:: Objective ::
Can you resume the appendix section on indenting OpenDocument files with XSLT, continuing it from the point where it stops?

:: Document section ::
Appendix C. Utilities for Processing OpenDocument Files

Appendix C. Utilities for Processing OpenDocument Files
Prev		Next

Using XSLT to Indent OpenDocument Files

As an application of the preceding script, we present an alternate method of indenting the unpacked files via a simple XSLT transformation. Example C.4, “XSLT Transformation for Indenting” shows this transformation, which simply copies the entire document tree while setting indent to yes in the <xsl:output> element.

Example C.4. XSLT Transformation for Indenting

<?xml version="1.0"?>
<xsl:stylesheet version="1.0"
    xmlns:xsl="http://www.w3.org/1999/XSL/Transform">

<xsl:output method="xml" indent="yes"/>

<xsl:template match="/">
    <xsl:copy-of select="."/>
</xsl:template>

</xsl:stylesheet>

We now present a Perl program to invoke this transformation on all the XML files in an unpacked OpenDocument file. We will need to set two paths: one to the transformation script, and one to the location of the preceding XSLT transformation. Make sure you use absolute paths for setting variables $script_location and $transform_location, because find() changes directories as it traverses the directory tree. This is file od_indent.pl in the appc directory in the downloadable example files.

Example C.5. Program to Indent OpenDocument Files via XSLT

#!/usr/bin/perl

use File::Find;

#
#   This program indents XML files within a directory.
#   a simple XSLT transform is used to indent the XML.
#

#
#   Path where you have installed the OpenDocument transform script.
#
$script_location = "/your/path/to/odtransform.sh";

#
#   Path where you have installed the XSLT transformation.
#
$transform_location = "/your/path/to/od_indent.xsl";

if (scalar @ARGV != 1)
{
    print "Usage: $0 directory\n";
    exit;
}

if (!-e $script_location)
{
    print "Cannot find the transform script at $script_location\n";
    exit;
}

if (!-e $transform_location)
{
    print "Cannot find the XSLT transformation file at " ,
        "$transform_location\n";
    exit;
}   

$dir_name = $ARGV[0];

if (!-d $dir_name)
{
    print "The argument to $0 must be the name of a directory\n";
    print "containing XML files to be indented.\n";
    exit;
}

#
#   Indent all XML files.
#
find(\&indent, $dir_name);

#   Warning:
#   This subroutine creates a temporary file with the format
#   __tempnnnn.xml, where nnnn is the current time( ). This
#   will avoid name conflicts when used with OpenOffice.org documents,
#   even though the technique is not sufficiently robust for general use.
#
sub indent
{
    my $xmlfile = $_;
    my $command;
    my $result;
    if ($xmlfile =~ m/\.xml$/)
    {
        $time = time();
        print "Indenting $xmlfile\n";
        $command = "$script_location " .

:: Record set ::
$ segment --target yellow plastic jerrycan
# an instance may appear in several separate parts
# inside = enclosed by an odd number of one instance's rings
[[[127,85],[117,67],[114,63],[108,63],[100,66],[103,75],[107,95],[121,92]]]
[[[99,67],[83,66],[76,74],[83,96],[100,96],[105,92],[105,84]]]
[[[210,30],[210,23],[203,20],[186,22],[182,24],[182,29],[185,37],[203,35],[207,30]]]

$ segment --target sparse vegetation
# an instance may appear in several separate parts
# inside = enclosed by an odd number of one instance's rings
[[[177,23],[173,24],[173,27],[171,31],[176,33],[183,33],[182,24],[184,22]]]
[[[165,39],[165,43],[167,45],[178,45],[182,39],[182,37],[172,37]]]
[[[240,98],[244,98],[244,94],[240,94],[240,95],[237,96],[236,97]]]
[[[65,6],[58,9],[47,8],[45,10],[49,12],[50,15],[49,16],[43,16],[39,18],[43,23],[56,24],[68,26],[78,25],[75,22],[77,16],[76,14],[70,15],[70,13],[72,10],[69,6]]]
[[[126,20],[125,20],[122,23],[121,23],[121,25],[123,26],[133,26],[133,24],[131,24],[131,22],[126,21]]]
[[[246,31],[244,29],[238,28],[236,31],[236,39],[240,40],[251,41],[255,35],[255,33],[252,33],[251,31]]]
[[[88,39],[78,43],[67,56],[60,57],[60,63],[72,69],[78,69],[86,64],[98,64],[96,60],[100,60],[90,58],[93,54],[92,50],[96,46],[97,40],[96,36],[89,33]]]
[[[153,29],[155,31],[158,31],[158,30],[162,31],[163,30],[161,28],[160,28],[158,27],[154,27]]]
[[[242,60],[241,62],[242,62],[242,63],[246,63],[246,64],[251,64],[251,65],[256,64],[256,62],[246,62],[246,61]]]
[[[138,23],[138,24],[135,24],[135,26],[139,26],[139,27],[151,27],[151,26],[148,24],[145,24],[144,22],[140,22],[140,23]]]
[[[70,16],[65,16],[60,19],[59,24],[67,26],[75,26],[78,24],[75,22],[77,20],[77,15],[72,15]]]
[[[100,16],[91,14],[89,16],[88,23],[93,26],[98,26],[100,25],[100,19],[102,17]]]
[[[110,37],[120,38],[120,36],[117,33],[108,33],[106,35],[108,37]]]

:: Result below ::
            "-in $xmlfile -xsl $transform_location -out __temp$time.xml";
        $result = system( $command );
        if ($result == 0 && -e "__temp$time.xml")
        {
            unlink $xmlfile;
            rename "__temp$time.xml", $xmlfile;
        }   
        else
        {
            print "Error occurred while indenting $xmlfile\n";
        }   
    }
}

This process may insert newlines in text as well as between elements. In cases where elements contain other elements, this is not a problem, as OpenDocument ignores whitespace between elements. When expanding text elements, though, the extra newlines could cause extra spaces to appear when repacking the document. Thus, you should use this method to indent the XML document only when you do not want to repack the resulting files.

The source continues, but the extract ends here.